Trump’s initial threat to deport “millions of illegal aliens” in a vast operation to be conducted last weekend meant that immigration advocates had little lead time to warn clients about potential legal recourse against removal.
“When these happen, we have to go into rapid-response mode,” said Angelica Salas, executive director of the Coalition for Humane Immigrant Rights of Los Angeles, a nonprofit immigrant community organization. Since people picked up in massive sweeps are often quickly deported, Salas said, the primary goal is helping those in detention get legal representation “as quickly as possible by getting to their family members.”
“We actually go into the detention centers,” Salas said, “to try to quickly offer support to families and to their loved one who is in detention.”
The most important step for those at risk of being caught in an immigration raid, advocates said, is preparation. Ahead of the initially scheduled raids, the American Civil Liberties Union flooded social channels with a “Know Your Rights” fact sheet, available in more than a dozen languages, that prepared undocumented people in the event that U.S. Immigration and Customs Enforcement (ICE) agents showed up on their doorstep or pull them over in a vehicle. The SPLC’s own guide encourages families to make a plan for children, many of them U.S. citizens, in case their parents are detained.
“It’s crucial that people who might be targeted by these enforcement actions be having conversations as families,” Salas said. “We tell people, you must have a conversation with your family about what you would do if immigration came to your home. Who would you call? What’s your line of emergency calls you would make?”
The Coalition for Humane Immigrant Rights said such conversations create a “Family Plan,” much like Angelenos might establish a meeting place in the event of an earthquake.
“We help people put that together in order for individuals to really have the best chance to get legal assistance for family members,” Salas said.
Part of that family plan has been reminding parents to keep their children’s well-being top of mind, said Maria Odom, vice president for legal services at Kids In Need of Defense (KIND), a nonprofit that advocates for children in the immigration system.
“Being able to advise our client, the child, on that potentiality, as well as to work with the family to ensure that there is a plan for the care and custody of the child, is imperative,” said Odom. “The fear and the terror that we are asking in the communities is very real, so a lot of time is being spent reassuring these families that the community stands behind them under very difficult and scary circumstances.”
Although immigration attorneys cautioned that Trump’s two-week deadline is far from a guarantee that undocumented people don’t face threat of arrest or detention in the meantime, acting ICE director Mark Morgan told reporters earlier this month that the agency would be most aggressively pursuing “individuals who have gone through due process and who have received final orders of deportation.”
Although “that will include families,” Morgan said at the time, the deportations would be carried out “with compassion and humanity.”
Advocates told The Daily Beast that it’s critical for undocumented people to know that even if they have final orders of removal from the United States, they may still have legal recourse against deportation—most commonly, if they never received a copy of the final removal order itself.
“We’ve found that, in many cases, people living in temporary living situations [who] may move around frequently because they have minimal resources” have often not been delivered a notice of final removal, Crow said. “If they don’t get the notice—either because the host at the last residence didn’t deliver it, or they didn’t have a lawyer... there may be a possibility of reopening the case.”

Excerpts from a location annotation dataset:
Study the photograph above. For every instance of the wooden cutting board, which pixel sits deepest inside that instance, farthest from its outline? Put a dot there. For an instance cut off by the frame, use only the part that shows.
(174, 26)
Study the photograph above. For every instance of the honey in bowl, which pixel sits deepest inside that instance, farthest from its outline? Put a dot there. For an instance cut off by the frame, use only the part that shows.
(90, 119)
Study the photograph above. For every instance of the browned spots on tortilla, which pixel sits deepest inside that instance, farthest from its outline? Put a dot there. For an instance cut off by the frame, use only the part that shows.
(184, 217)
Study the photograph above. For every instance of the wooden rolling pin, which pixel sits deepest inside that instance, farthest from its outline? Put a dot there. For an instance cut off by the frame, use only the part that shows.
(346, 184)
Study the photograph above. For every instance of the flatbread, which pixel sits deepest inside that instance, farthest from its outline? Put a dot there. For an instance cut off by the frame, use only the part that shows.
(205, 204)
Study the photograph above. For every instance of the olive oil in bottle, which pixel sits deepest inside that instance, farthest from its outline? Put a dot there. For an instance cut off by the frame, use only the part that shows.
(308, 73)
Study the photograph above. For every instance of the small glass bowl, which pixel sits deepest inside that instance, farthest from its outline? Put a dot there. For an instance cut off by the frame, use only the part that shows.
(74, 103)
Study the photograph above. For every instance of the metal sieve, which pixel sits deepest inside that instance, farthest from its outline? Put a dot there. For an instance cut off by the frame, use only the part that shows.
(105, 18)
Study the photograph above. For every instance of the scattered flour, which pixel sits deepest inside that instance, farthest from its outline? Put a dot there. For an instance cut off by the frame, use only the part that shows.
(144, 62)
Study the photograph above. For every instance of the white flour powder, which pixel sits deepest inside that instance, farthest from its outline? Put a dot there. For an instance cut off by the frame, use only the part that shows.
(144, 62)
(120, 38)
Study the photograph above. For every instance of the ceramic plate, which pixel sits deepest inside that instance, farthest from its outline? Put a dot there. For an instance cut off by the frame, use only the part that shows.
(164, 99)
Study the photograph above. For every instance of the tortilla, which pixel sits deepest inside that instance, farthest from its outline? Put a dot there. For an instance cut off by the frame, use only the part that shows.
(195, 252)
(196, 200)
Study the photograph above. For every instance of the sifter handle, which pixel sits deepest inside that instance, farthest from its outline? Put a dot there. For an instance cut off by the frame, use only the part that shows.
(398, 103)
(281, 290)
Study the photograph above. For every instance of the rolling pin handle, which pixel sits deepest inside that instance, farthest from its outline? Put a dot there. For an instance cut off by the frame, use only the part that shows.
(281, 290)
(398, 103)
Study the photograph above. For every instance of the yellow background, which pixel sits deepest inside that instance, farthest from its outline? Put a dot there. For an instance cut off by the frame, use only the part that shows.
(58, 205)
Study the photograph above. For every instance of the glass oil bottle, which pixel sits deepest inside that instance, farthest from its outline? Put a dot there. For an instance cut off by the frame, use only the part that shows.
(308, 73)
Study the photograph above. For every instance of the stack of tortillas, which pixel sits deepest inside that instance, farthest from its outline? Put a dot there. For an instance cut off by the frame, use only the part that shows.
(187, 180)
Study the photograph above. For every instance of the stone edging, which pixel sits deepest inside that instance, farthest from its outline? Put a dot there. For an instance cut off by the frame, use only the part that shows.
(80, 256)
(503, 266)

* [What the task asks] Write what comes next in the article on preparing for immigration raids, starting after its final sentence. The items have no connection to the article on preparing for immigration raids.

* [Written answer]
In other cases, worsening conditions in an asylum seeker’s native country could help re-start their case, even if a bid for asylum has been rejected in the past.
Ironically, it is precisely those sort of procedural stalling tactics that Trump has pushed to eliminate in exchange for putting the mass raids on a more permanent hiatus. In exchange for stopping the removal order, Trump has called on Congress to close “the Asylum and Loophole problems at the Southern Border.”
“If not, Deportations start!” Trump tweeted Saturday afternoon
Trump was apparently referring to a proposed bill written by Sen. Lindsey Graham, which would require those seeking asylum to go through the process either in Mexico or in their native country, a Catch-22 in the eyes of immigration advocates.
“It’s no compromise at all—it’s still his way or the highway,” said Salas. “On the one side, we destroy our asylum laws, and on the other side, he continues with these raids.”
But Trump’s proposed asylum system that requires people seeking protection from persecution to remain in a country where they face persecution faces a greater obstacle than its own inherent contradiction. Even if Democrats were likely to agree to such a deal, Crow said, demands that Congress reform the nation’s entire asylum process in a mere two weeks are “just laughable.”
“The solutions to these problems are systemic ones,” Crow said. “The most fundamental solution is to help improve conditions in the countries of origin that are prompting these people to flee in the first place.”
Trump tweeted Saturday that it was up to Democrats to use his arbitrary timetable come up with a bipartisan plan to close what he sees as loopholes in the immigration system in order to stop the impending deportations.
Speaker of the House Nancy Pelosi herself cautioned that Trump’s two-week deadline was too tight for Congress, tweeting on Saturday that “time is needed for comprehensive immigration reform.”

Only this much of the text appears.